■ Task prompt:
Nothing but a number should be given: the count of lines in the data that include the string "jeep".
══ Records for the exercise
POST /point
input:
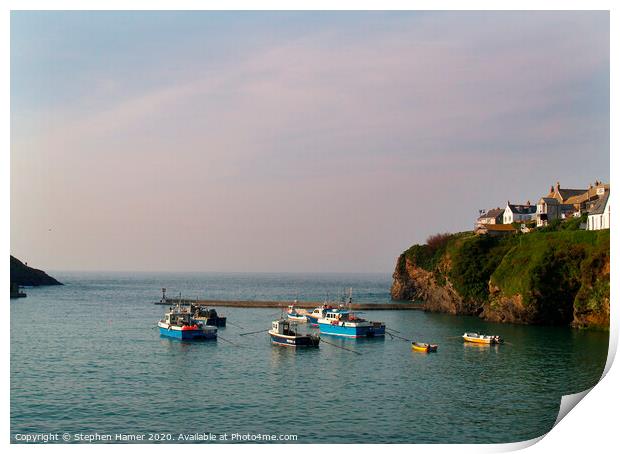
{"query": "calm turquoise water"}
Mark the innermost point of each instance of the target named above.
(86, 358)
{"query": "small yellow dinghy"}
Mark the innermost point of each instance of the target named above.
(423, 347)
(482, 338)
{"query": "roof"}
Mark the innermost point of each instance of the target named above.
(568, 193)
(492, 214)
(499, 227)
(522, 209)
(601, 203)
(567, 208)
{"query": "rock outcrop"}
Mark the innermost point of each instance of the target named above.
(22, 274)
(555, 278)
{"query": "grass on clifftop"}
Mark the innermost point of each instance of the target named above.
(555, 269)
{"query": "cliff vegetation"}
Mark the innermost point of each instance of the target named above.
(558, 275)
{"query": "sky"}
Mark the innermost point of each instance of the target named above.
(291, 141)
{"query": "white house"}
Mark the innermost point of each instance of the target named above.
(519, 213)
(598, 217)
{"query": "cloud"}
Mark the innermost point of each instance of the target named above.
(350, 118)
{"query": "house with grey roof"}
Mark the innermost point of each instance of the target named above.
(519, 213)
(492, 216)
(598, 217)
(550, 208)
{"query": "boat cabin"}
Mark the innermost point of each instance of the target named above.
(177, 318)
(282, 327)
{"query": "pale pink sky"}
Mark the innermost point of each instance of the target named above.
(291, 141)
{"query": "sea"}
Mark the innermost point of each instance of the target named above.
(88, 365)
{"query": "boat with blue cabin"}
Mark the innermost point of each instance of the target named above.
(179, 324)
(293, 314)
(283, 333)
(318, 313)
(338, 322)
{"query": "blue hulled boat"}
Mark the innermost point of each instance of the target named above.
(282, 332)
(294, 314)
(179, 324)
(344, 323)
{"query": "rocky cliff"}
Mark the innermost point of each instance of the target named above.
(21, 274)
(544, 277)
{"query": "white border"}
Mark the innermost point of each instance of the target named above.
(591, 426)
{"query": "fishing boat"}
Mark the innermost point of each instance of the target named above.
(179, 324)
(283, 332)
(293, 314)
(317, 313)
(423, 347)
(482, 338)
(339, 322)
(208, 316)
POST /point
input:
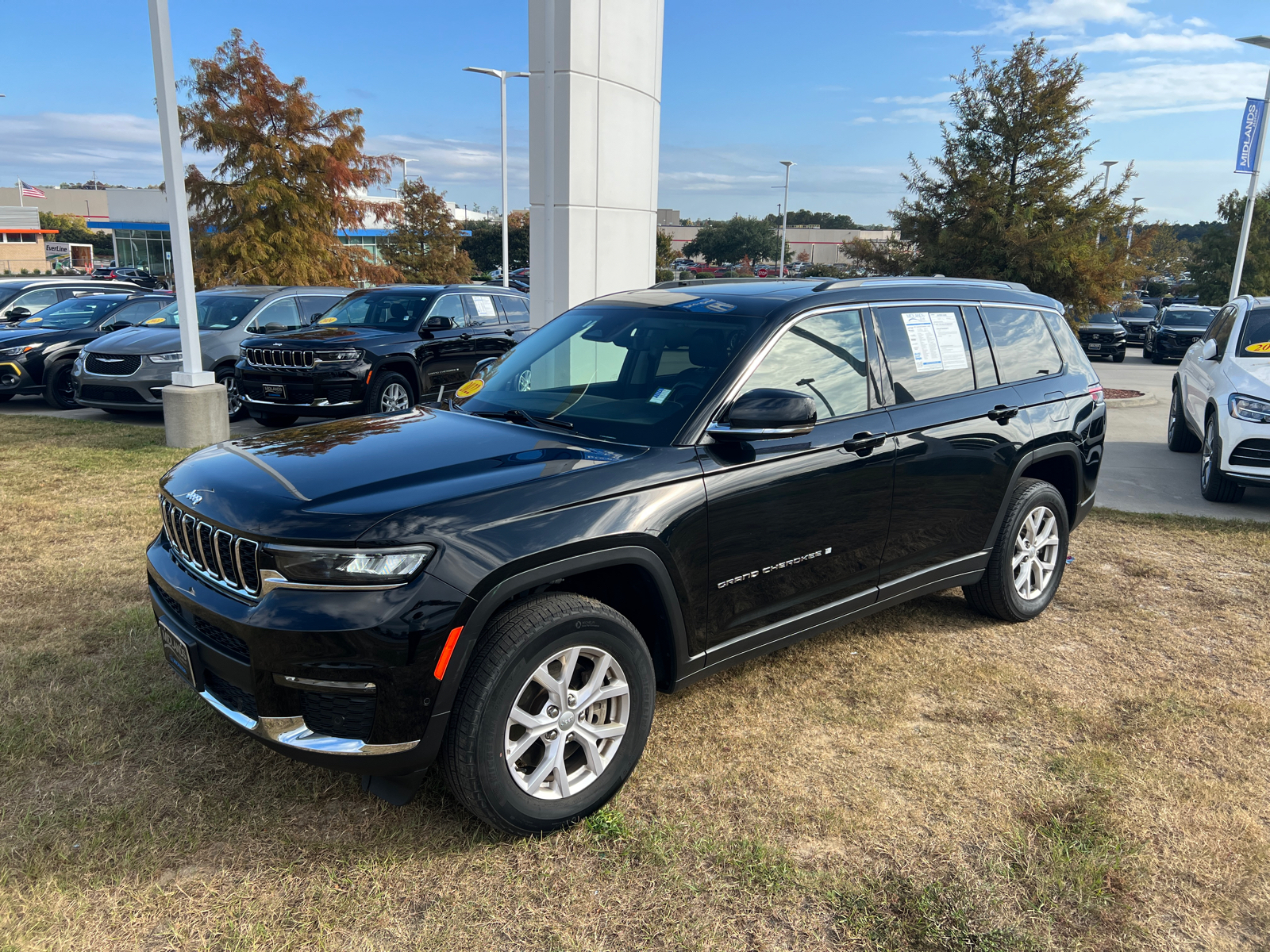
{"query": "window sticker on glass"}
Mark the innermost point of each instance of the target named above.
(935, 340)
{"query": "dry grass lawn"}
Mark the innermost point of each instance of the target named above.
(926, 780)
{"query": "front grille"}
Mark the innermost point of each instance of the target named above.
(114, 365)
(1251, 452)
(338, 715)
(277, 357)
(221, 556)
(111, 395)
(226, 641)
(230, 695)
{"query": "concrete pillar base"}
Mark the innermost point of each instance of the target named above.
(196, 416)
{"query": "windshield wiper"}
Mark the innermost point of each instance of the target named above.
(512, 416)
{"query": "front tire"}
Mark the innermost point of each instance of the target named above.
(552, 716)
(60, 387)
(1214, 486)
(1028, 562)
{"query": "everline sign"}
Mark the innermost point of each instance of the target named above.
(1250, 136)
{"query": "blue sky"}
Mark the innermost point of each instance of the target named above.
(846, 89)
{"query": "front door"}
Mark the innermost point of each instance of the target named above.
(798, 524)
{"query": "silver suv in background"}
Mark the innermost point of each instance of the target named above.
(129, 370)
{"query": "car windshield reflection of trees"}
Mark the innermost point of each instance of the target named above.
(624, 374)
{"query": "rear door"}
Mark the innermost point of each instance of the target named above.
(959, 435)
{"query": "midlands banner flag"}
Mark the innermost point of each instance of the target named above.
(1250, 136)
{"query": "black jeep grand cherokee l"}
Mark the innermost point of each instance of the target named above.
(380, 351)
(653, 486)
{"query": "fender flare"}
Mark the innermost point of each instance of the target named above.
(483, 609)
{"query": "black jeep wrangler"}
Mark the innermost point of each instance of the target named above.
(653, 486)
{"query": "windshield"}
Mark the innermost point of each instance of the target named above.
(215, 311)
(630, 374)
(1187, 319)
(76, 313)
(391, 310)
(1255, 340)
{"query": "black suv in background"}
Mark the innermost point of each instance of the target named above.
(652, 488)
(380, 351)
(37, 353)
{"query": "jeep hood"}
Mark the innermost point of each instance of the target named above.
(330, 482)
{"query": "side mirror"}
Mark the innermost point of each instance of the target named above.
(768, 414)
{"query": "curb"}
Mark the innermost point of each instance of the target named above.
(1145, 400)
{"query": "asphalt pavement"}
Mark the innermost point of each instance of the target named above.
(1140, 474)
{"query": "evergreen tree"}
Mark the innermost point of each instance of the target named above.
(289, 178)
(1006, 198)
(425, 245)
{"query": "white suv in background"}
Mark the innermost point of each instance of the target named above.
(1221, 403)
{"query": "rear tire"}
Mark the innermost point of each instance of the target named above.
(1214, 486)
(1180, 438)
(1029, 558)
(59, 386)
(507, 708)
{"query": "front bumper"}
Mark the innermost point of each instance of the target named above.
(243, 649)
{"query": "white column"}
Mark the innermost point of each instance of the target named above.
(595, 121)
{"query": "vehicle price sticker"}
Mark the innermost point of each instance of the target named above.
(935, 340)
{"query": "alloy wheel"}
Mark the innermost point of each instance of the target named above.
(1035, 552)
(567, 723)
(394, 397)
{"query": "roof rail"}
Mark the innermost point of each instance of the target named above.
(840, 285)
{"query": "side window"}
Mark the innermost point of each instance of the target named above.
(279, 317)
(1022, 343)
(450, 306)
(480, 310)
(825, 359)
(514, 309)
(926, 352)
(984, 370)
(37, 300)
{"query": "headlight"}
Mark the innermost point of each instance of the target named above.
(384, 566)
(1249, 409)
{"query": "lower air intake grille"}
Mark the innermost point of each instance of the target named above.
(230, 695)
(338, 715)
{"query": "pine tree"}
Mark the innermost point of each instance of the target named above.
(1009, 198)
(289, 178)
(423, 247)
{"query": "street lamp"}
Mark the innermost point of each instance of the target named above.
(501, 75)
(1264, 42)
(785, 215)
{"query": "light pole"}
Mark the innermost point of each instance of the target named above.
(1237, 274)
(1106, 179)
(501, 75)
(785, 216)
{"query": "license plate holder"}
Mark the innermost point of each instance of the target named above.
(179, 654)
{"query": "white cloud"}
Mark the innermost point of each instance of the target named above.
(1172, 88)
(1185, 42)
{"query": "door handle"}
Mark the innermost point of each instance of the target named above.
(1003, 414)
(864, 443)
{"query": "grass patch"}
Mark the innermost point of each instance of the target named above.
(924, 780)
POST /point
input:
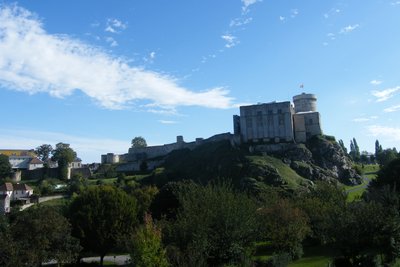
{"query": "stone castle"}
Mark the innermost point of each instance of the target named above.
(267, 123)
(279, 122)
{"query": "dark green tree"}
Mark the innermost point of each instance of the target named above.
(147, 248)
(64, 155)
(8, 250)
(378, 148)
(139, 142)
(341, 144)
(44, 152)
(103, 217)
(286, 226)
(214, 226)
(354, 150)
(389, 175)
(5, 166)
(42, 234)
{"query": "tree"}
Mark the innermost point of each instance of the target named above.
(286, 226)
(378, 148)
(8, 251)
(214, 226)
(102, 218)
(139, 142)
(386, 156)
(341, 144)
(5, 166)
(354, 150)
(64, 155)
(147, 249)
(389, 175)
(42, 234)
(44, 152)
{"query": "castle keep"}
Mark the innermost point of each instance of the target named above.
(279, 122)
(271, 123)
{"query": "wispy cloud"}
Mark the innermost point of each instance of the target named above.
(115, 25)
(375, 82)
(230, 40)
(365, 119)
(386, 94)
(391, 133)
(248, 3)
(67, 64)
(168, 122)
(349, 28)
(331, 12)
(111, 41)
(294, 12)
(392, 109)
(88, 149)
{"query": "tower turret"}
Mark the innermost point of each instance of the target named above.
(305, 103)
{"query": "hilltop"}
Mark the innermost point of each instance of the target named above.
(254, 166)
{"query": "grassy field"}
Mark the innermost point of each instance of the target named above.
(369, 173)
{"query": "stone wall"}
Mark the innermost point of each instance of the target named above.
(270, 122)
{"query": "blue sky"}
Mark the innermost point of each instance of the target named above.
(95, 74)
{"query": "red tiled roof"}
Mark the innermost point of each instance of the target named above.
(22, 187)
(6, 187)
(35, 161)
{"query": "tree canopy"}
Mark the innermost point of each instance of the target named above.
(5, 166)
(102, 217)
(44, 152)
(139, 142)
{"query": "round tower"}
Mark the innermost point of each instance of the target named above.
(305, 102)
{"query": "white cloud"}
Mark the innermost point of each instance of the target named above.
(168, 122)
(115, 26)
(331, 36)
(375, 82)
(240, 22)
(34, 61)
(386, 94)
(111, 41)
(365, 119)
(294, 13)
(88, 149)
(230, 40)
(247, 3)
(349, 28)
(392, 109)
(383, 131)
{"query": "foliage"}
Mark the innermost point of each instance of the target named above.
(386, 156)
(145, 196)
(44, 152)
(215, 225)
(139, 142)
(106, 171)
(341, 144)
(147, 245)
(389, 175)
(364, 230)
(323, 204)
(285, 226)
(42, 234)
(8, 257)
(64, 155)
(354, 150)
(102, 217)
(5, 166)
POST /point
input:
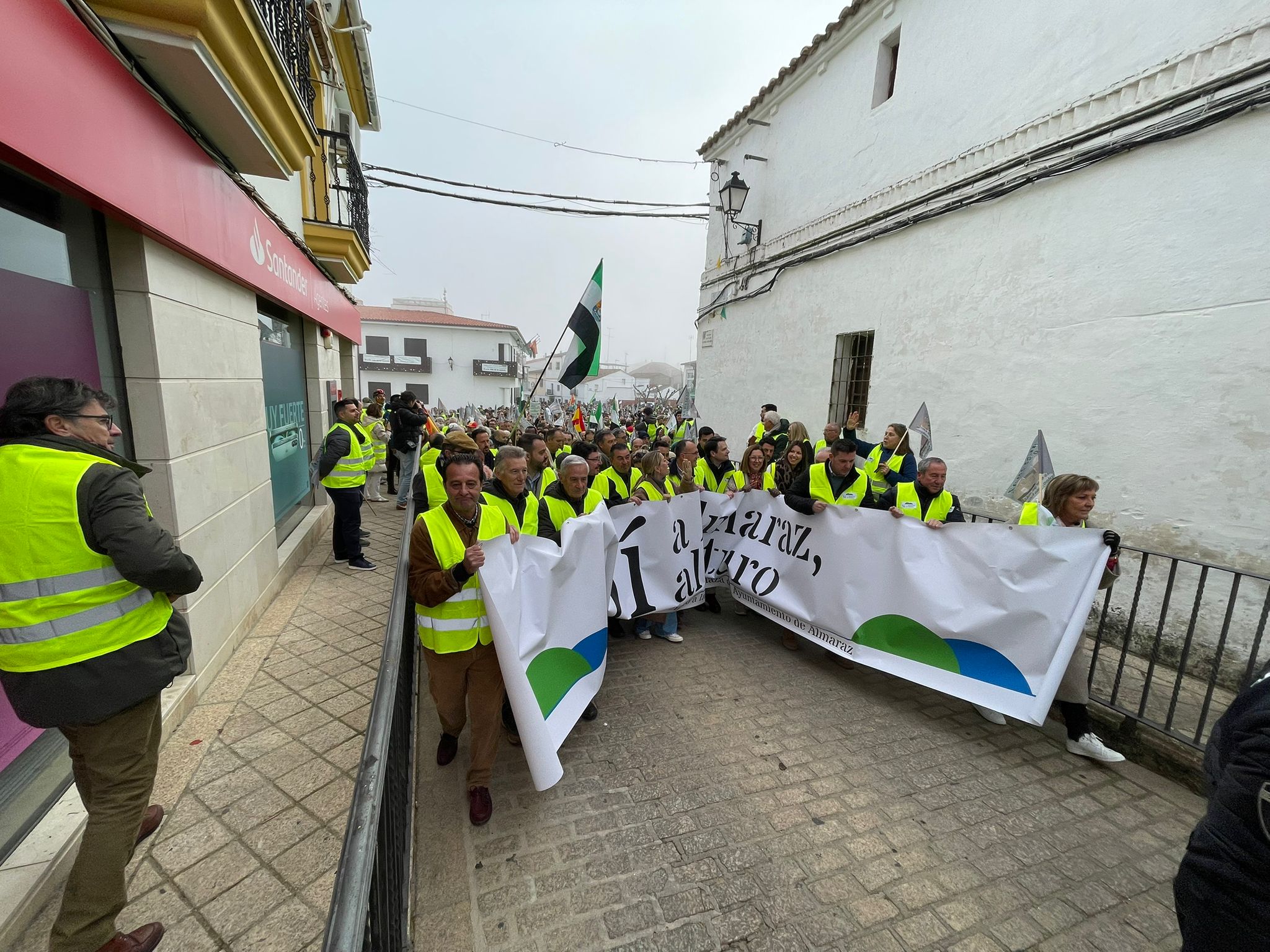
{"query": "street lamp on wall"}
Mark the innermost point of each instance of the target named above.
(732, 198)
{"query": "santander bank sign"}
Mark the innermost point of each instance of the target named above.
(282, 270)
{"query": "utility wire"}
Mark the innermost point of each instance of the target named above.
(609, 214)
(540, 195)
(539, 139)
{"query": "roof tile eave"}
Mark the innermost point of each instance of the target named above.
(848, 13)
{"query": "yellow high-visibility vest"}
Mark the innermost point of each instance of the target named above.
(874, 461)
(60, 602)
(853, 494)
(459, 622)
(530, 523)
(910, 505)
(351, 469)
(653, 491)
(1030, 513)
(561, 512)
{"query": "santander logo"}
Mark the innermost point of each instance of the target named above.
(277, 265)
(257, 245)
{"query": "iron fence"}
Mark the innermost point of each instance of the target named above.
(370, 907)
(1174, 641)
(337, 187)
(288, 29)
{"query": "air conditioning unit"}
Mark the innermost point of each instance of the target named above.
(347, 123)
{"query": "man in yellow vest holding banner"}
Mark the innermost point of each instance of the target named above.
(347, 456)
(925, 498)
(450, 616)
(88, 635)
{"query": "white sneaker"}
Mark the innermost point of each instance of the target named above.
(990, 715)
(1091, 746)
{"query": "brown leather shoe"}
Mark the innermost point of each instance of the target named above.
(150, 822)
(481, 806)
(446, 749)
(143, 940)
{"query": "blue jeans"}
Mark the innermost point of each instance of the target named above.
(406, 475)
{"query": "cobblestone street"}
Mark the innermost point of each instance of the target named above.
(734, 795)
(258, 778)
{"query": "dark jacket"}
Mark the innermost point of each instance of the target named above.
(115, 522)
(1221, 883)
(799, 495)
(407, 426)
(923, 499)
(497, 489)
(337, 446)
(907, 469)
(546, 528)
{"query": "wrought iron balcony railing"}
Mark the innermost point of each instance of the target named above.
(287, 27)
(337, 187)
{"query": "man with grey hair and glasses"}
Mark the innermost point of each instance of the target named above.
(925, 498)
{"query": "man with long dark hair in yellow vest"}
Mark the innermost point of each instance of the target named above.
(450, 616)
(88, 635)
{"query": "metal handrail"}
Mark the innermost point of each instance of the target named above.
(371, 896)
(1174, 658)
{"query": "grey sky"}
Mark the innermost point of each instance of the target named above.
(652, 77)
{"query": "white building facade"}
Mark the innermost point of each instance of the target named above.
(440, 356)
(1114, 295)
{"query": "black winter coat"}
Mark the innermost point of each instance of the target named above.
(1221, 885)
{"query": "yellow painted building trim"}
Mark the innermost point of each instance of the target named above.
(346, 51)
(335, 242)
(231, 36)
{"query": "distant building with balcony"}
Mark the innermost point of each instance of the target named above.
(440, 356)
(180, 201)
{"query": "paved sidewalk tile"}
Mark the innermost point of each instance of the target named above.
(258, 778)
(735, 795)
════
■ Task result:
3